Task 1:
In the tuberculosis case report, which two commercial tests are named as the most widely used in Brazil?
Task 2:
Reproduce the part of the tuberculosis case report starting at "However, there are" and ending at "in treatment4, 6.".

Drug-susceptibility tests in tuberculosis: contradictory or neglected?

INTRODUCTION

Although Brazil is not considered a high-burden country for multidrug-resistant tuberculosis, the underdetection of the disease and the unsatisfactory outcomes of its treatment in recent years are a real threat to the disease’s elimination in our country1. Therefore, one of the goals to which Brazil committed at the first high-level meeting on tuberculosis held in 2018 by the World Health Organization (WHO) was to make new and better tests available for point-of-care diagnosis and to carry out drug sensitivity tests for the rapid diagnosis of cases with tuberculosis resistant to the primary drugs used in treatment1.

Consequently, molecular techniques have emerged, especially those based on polymerase chain reaction (PCR), to identify the DNA of the Mycobacterium tuberculosis complex. In addition to being a rapid molecular test (RMT) for the diagnosis of tuberculosis, it identifies mutations in the rpoB gene that confer resistance to rifampicin. Another test available is the Line Probe Assay (LPA), which detects mutations that confer resistance not only to rifampicin, but also to other drugs used in first- and second-line treatment2, 3, 4. The commercial tests most widely used in our country are the Xpert MTB/RIF® Ultra® (Cepheid) and GenoType MTBDRplus® (Hain Lifescience) tests.

However, there are rare mutations outside the target region of these two tests, which may remain undetected5, 6, 7. Considering this limitation, the Brazilian Ministry of Health recommends that the two tests be used for the rapid screening for rifampicin resistance, and mycobacteria cultures must be used as a complementary method, especially in patients living with HIV/AIDS (PLWHA) or those who are not progressing well in treatment4, 6.

We report a case where conflicting results between the different M. tuberculosis sensitivity tests were obtained and interpreted late, consequently revealing failure to comply with established clinical care algorithms, which deserve to be revisited.

CASE REPORT

The patient was a 27 year old transexual woman, a former sex worker who had been incarcerated for 8 years and was released about 30 days before our first appointment. Her medical history dated back 5 months when she had a cough with yellowish sputum, fever in the afternoon (not measured), night sweats, dyspnea on medium exertion, and unquantified weight loss. She was diagnosed with tuberculosis in the penal institution based on RMT, without detection of resistance to rifampicin. The date of this first exam was designated as “D1” in the chronological sequence that will be used henceforth. Following the initial tuberculosis diagnosis, the patient began treatment with RHZE (5 fixed-dose combination tablets of rifampicin 150 mg + isoniazid 75 mg + pyrazinamide 400 mg + ethambutol 275 mg) for 2 months. She proceeded to the second phase of treatment, with daily doses of rifampicin 750 mg and isoniazid 375 mg for another 4 months, completing a total of six months of treatment on D180, while still imprisoned. She progressed with weight gain and improved dyspnea, and ceased to have fever soon after; although, she remained with a productive cough throughout this period. She said he had only had a chest X-ray and a single HIV test (which was negative) at the beginning of the treatment. Moreover, we did not have access to her medical records from the prison system.

Record set:
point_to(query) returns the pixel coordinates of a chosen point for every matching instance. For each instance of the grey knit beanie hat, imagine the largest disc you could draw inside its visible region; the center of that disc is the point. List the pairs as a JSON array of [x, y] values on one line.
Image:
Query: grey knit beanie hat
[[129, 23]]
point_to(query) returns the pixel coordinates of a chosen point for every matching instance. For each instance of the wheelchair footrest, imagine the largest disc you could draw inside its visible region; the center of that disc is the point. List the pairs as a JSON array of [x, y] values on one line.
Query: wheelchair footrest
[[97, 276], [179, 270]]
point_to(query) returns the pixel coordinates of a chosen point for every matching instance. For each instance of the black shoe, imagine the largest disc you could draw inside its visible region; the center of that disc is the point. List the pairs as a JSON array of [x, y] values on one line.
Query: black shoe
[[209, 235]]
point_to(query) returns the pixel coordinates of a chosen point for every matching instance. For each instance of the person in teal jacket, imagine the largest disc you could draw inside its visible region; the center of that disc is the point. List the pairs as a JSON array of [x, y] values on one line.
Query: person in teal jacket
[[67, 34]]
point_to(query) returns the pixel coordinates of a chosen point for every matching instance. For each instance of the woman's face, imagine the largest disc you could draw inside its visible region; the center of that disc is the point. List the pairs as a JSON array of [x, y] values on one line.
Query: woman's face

==

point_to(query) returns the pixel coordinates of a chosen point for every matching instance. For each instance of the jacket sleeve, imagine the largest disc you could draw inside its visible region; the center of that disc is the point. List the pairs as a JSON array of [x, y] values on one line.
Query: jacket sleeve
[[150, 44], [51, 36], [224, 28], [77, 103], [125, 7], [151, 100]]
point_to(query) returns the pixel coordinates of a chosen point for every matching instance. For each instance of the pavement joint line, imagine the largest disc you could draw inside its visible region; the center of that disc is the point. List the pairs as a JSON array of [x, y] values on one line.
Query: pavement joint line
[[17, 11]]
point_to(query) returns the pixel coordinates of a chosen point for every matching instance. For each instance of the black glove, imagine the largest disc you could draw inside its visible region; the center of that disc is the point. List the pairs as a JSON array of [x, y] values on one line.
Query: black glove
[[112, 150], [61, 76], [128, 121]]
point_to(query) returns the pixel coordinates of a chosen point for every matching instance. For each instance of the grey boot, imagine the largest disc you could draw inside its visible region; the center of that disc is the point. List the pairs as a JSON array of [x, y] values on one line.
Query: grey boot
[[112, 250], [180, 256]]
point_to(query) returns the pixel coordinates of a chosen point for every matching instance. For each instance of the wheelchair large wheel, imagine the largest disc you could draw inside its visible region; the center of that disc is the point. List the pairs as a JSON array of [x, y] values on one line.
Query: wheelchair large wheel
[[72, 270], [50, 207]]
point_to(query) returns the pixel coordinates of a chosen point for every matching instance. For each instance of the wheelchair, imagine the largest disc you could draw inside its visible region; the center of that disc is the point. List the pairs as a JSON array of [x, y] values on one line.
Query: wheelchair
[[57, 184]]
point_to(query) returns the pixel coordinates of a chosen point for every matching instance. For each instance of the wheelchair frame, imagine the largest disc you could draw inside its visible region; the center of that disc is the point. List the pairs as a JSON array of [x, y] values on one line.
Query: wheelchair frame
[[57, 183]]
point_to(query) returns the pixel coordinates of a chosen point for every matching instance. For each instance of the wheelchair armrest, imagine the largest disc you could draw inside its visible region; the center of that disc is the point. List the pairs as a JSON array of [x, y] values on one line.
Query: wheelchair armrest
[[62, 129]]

Expected answer 1:
The Xpert MTB/RIF® Ultra® (Cepheid) and GenoType MTBDRplus® (Hain Lifescience) tests.

Expected answer 2:
However, there are rare mutations outside the target region of these two tests, which may remain undetected5, 6, 7. Considering this limitation, the Brazilian Ministry of Health recommends that the two tests be used for the rapid screening for rifampicin resistance, and mycobacteria cultures must be used as a complementary method, especially in patients living with HIV/AIDS (PLWHA) or those who are not progressing well in treatment4, 6.